## Consigne 1
Pouvez-vous filtrer la liste ci-dessous pour ne garder que les lignes qui contiennent le mot « gray » ?

## Texte cité
╭──
DV : Vous saviez ce qu’il faisait ? qu’il était dans la Résistance ?

RF : Je me souviens un jour, au début de 1943, l’abbé Dufay est venu à la maison et il a causé avec mon père. Il demandait où on pourrait installer un maquis à Giromagny. Il proposait la Haute Planche. Mon père lui a dit « non, il ne faut pas prendre la Haute Planche. Vous êtes coincés. Vous n’avez aucun débouché. Les Allemands sont au Ballon d’Alsace, sur la route du Ballon, sur la route de Plancher-les-Mines, vous êtes coincés ». Que s’est-il passé ? Il n’en a pas tenu compte. Ils ont été coincés effectivement. Je sais bien qu’il ne comptait pas y passer 36 jours, mais seulement quelques-uns. En plus, le temps a été épouvantable. C’est la compagnie de commandement, la première et la deuxième compagnie qui étaient à la Planche. Les autres étaient ailleurs, à Etobon et près de la frontière suisse. Encore une fois, mon père avait raison.

Le maquis ici, il était peut-être bien placé parce que plus personne n’allait monter là-haut [La Planche des belles Filles], mais dans tous les villages ils ont pris des otages, et puis il y en a qui y sont restés. On devait vivre sous la botte. Oui, c’était ça et puis ça a duré au moins deux mois [du 15 septembre au 20 novembre 1944], le maquis n’est resté là-haut [La Planche des Belles Filles] que quinze jours. Ce que je n’ai jamais compris c’est pourquoi ils ne sont pas tous passés par le Ballon [d’Alsace] pour rejoindre à Servance les troupes alliées. Il y en a qui sont descendus, ils sont partis sur le Chérimont. C’est là qu’ils ont été pris : le capitaine Perriaux[16] et les trois Dugois[17]. Ils n’avaient pas les moyens de communication qu’on a maintenant !

Au centre de secours, un jour, il nous arrive tout un village, Miellin (Haute-Saône), soit 80 personnes qui étaient sur la ligne de front et avaient été évacuées. On les a reçus, nourris et logés pendant quelques semaines jusqu’après la libération. Miellin c’est un coin perdu en dessous de Belfahy. Je pense que les Allemands avaient peur qu’ils alimentent ou soient en communication avec la Haute-Planche. Pourtant, il y avait Plancher-les-Mines qui était quand même plus près. Il y avait un maquis à Ternuay, un au Plainet, au-dessus de Fresse, et puis il y avait celui de Belfort. Il y a beaucoup de maquisards qui ont rejoint l’armée en passant par Miellin.
╰──
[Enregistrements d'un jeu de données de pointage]
╭──
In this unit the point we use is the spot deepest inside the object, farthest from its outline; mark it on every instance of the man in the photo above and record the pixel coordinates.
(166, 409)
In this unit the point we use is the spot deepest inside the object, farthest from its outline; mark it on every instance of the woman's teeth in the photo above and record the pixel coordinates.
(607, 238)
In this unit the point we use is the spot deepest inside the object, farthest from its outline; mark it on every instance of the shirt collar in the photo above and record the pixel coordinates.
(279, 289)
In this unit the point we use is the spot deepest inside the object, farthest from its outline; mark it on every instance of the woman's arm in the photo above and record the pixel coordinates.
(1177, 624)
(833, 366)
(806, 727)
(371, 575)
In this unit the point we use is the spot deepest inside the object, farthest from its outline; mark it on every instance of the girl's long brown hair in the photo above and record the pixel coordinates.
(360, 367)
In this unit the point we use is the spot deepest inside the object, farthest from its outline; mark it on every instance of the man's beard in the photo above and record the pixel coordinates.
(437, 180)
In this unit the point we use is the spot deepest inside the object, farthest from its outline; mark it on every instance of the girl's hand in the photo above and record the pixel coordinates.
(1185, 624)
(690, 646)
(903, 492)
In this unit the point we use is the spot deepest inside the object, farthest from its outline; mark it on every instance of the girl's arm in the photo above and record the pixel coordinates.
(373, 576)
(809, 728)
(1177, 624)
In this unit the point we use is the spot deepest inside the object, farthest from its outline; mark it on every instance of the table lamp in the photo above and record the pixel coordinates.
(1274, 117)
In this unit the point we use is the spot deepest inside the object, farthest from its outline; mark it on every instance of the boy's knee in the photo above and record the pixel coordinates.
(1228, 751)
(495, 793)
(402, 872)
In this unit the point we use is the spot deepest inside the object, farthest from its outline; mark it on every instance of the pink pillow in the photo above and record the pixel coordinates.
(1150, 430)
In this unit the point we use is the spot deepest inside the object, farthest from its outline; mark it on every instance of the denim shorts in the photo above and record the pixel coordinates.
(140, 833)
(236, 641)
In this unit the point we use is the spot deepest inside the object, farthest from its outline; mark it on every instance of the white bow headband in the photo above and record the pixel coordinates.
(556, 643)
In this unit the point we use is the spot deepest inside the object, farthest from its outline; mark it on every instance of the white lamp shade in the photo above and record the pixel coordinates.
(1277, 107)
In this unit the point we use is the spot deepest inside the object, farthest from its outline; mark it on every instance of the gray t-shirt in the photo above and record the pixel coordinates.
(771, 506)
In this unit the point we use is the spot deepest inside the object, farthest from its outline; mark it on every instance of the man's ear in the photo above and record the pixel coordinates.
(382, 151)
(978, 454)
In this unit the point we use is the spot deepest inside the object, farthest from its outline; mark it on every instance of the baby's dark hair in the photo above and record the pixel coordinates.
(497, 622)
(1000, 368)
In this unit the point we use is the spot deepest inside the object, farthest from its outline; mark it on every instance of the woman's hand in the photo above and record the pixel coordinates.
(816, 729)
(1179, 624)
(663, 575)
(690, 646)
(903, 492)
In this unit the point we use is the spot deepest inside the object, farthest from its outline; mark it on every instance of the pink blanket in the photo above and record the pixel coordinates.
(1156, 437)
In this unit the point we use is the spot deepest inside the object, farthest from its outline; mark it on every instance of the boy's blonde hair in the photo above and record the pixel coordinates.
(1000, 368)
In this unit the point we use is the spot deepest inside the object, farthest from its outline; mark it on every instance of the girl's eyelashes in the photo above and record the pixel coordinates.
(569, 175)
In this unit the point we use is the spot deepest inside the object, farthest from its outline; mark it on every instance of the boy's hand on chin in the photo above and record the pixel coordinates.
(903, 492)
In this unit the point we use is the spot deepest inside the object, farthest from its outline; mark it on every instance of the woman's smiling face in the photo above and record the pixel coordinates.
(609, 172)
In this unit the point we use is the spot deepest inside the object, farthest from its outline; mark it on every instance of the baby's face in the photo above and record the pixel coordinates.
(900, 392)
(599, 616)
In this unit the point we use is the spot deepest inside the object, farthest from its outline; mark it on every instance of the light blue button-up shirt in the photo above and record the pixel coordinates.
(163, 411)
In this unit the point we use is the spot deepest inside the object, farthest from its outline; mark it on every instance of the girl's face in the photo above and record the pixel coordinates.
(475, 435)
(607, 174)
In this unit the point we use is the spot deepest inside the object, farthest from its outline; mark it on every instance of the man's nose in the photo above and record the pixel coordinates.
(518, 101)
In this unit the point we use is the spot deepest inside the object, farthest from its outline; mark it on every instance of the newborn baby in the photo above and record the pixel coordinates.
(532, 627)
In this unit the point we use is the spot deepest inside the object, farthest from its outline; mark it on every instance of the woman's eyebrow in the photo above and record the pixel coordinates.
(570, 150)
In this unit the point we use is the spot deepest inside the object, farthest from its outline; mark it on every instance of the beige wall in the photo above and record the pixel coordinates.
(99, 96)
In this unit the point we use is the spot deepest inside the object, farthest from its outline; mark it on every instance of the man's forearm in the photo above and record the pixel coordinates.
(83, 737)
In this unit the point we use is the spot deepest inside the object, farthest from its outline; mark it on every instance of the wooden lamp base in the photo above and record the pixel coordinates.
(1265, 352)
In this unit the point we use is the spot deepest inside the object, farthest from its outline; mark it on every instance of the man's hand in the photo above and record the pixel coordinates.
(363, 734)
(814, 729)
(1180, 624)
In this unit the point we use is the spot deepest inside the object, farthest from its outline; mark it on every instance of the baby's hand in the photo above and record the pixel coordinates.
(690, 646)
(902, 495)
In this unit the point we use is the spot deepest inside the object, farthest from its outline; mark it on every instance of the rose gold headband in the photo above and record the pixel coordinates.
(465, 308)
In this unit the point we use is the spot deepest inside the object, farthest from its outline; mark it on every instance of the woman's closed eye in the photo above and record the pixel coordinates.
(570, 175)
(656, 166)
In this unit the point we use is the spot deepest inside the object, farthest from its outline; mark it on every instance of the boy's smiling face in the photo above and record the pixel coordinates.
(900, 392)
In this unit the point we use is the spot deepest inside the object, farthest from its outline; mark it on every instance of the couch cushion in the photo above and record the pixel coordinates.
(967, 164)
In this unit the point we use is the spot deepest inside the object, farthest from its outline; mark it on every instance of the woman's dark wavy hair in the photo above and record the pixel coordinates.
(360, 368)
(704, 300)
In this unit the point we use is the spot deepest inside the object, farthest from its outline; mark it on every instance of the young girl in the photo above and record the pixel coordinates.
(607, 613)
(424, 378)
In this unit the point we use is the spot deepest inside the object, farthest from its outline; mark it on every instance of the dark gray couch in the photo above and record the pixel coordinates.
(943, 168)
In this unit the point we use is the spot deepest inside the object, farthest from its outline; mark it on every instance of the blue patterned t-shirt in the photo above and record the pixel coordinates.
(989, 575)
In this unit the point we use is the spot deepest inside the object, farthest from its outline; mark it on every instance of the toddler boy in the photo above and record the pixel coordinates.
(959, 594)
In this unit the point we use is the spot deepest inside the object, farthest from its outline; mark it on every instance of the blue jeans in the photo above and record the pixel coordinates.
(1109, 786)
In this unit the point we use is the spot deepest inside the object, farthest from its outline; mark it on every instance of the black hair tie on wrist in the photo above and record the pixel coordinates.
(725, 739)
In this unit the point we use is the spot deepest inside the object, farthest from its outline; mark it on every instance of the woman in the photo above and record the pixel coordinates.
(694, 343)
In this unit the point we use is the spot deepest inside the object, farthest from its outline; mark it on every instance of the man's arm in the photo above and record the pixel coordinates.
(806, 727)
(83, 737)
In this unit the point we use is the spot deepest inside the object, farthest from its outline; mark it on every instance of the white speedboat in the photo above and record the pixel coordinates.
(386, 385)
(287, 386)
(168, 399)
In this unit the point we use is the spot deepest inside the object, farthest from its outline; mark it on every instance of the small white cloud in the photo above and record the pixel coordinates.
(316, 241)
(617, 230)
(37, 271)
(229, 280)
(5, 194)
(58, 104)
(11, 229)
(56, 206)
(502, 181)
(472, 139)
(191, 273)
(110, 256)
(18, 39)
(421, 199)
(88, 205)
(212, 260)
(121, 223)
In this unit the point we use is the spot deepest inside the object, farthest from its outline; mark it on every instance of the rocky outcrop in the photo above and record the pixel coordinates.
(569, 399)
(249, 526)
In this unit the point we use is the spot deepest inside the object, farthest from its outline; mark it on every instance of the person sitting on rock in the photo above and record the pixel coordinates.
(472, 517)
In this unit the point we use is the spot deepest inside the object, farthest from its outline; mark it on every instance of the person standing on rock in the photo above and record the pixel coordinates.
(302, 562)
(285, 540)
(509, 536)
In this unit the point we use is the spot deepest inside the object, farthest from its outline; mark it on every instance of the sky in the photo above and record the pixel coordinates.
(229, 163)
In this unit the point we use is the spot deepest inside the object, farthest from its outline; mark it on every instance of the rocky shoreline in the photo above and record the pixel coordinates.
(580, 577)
╰──
## Consigne 2
Pouvez-vous dupliquer le passage de l'entretien sur la Résistance, ci-dessus, qui va de « Au centre de » à « passant par Miellin. » ?

## Bonne réponse 1
In this unit the point we use is the spot deepest inside the object, farthest from its outline; mark it on every instance of the gray t-shirt in the photo above and record the pixel coordinates.
In this unit the point we use is the spot deepest inside the object, farthest from its outline; mark it on every instance of the dark gray couch in the photo above and record the pixel coordinates.

## Bonne réponse 2
Au centre de secours, un jour, il nous arrive tout un village, Miellin (Haute-Saône), soit 80 personnes qui étaient sur la ligne de front et avaient été évacuées. On les a reçus, nourris et logés pendant quelques semaines jusqu’après la libération. Miellin c’est un coin perdu en dessous de Belfahy. Je pense que les Allemands avaient peur qu’ils alimentent ou soient en communication avec la Haute-Planche. Pourtant, il y avait Plancher-les-Mines qui était quand même plus près. Il y avait un maquis à Ternuay, un au Plainet, au-dessus de Fresse, et puis il y avait celui de Belfort. Il y a beaucoup de maquisards qui ont rejoint l’armée en passant par Miellin.